--- JOB ---
Using the entries below, output exactly the line containing "of the camouflage" and all lines that follow it to the end.

--- TASK INPUT ---
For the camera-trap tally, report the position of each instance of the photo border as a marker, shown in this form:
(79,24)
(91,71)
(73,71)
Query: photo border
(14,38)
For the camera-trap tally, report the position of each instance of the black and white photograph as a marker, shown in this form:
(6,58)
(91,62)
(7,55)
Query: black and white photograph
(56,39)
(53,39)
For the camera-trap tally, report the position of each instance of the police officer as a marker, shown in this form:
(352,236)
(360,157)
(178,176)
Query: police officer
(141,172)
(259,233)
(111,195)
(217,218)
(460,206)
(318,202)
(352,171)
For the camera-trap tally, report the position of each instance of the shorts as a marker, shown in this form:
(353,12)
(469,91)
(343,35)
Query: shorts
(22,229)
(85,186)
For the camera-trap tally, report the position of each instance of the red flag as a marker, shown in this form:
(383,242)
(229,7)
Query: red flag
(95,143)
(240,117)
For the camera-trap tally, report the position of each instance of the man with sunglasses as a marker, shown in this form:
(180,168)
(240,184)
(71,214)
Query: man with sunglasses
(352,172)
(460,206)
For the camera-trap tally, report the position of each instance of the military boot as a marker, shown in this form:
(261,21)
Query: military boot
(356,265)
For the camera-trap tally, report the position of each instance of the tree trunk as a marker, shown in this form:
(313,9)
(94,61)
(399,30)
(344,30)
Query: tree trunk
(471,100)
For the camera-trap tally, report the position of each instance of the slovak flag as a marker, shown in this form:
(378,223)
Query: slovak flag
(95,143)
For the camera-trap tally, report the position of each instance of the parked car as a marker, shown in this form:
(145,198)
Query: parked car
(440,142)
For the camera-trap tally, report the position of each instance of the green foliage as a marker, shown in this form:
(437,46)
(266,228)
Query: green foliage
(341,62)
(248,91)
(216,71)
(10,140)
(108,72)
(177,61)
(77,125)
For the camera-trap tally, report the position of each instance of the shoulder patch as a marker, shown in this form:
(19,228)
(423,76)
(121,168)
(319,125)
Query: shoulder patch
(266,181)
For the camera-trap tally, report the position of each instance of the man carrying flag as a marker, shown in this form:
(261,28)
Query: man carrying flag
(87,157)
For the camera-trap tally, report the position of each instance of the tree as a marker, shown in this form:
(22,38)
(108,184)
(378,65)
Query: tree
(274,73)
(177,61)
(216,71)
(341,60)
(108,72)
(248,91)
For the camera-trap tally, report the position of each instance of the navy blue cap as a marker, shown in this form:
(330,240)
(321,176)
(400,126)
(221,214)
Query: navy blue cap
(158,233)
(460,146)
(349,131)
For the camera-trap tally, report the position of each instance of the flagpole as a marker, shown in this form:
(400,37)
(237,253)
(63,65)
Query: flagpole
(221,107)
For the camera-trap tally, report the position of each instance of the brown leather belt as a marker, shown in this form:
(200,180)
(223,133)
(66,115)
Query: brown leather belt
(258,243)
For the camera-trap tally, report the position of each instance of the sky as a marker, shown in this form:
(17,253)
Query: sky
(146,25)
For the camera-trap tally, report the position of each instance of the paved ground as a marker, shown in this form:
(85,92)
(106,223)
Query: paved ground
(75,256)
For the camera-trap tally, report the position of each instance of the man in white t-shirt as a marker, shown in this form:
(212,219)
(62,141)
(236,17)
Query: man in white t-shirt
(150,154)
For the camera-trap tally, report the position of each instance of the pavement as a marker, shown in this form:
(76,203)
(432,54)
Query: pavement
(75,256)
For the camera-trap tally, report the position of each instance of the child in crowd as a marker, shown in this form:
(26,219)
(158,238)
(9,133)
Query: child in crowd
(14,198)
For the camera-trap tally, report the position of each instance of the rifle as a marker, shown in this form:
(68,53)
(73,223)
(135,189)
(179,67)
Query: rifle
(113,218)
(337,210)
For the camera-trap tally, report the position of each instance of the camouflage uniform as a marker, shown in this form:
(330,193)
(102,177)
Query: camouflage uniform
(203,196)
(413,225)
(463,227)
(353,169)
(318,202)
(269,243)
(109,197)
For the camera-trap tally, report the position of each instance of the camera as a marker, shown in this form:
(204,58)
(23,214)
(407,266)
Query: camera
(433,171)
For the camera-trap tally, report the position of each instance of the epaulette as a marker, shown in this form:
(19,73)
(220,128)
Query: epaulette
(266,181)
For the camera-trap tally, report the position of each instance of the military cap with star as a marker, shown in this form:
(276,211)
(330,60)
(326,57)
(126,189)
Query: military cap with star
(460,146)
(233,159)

--- FINAL ANSWER ---
For the camera-trap tally, report the position of each instance of the camouflage uniform as a marker, shown in this form:
(330,193)
(102,177)
Query: camouflage uniform
(203,196)
(413,225)
(463,227)
(353,169)
(318,202)
(269,243)
(109,197)
For the camera-trap tally, report the position of each instance of the camera as a marker, shown in this form:
(204,58)
(23,214)
(407,266)
Query: camera
(433,171)
For the camera-trap tally, report the position of each instance of the epaulette as a marker, shown in this form:
(19,73)
(220,128)
Query: epaulette
(266,181)
For the camera-trap tally, report the position of each instance of the military cap with star as a marker, shown in this form:
(276,211)
(330,60)
(326,57)
(126,189)
Query: military cap with star
(460,146)
(233,159)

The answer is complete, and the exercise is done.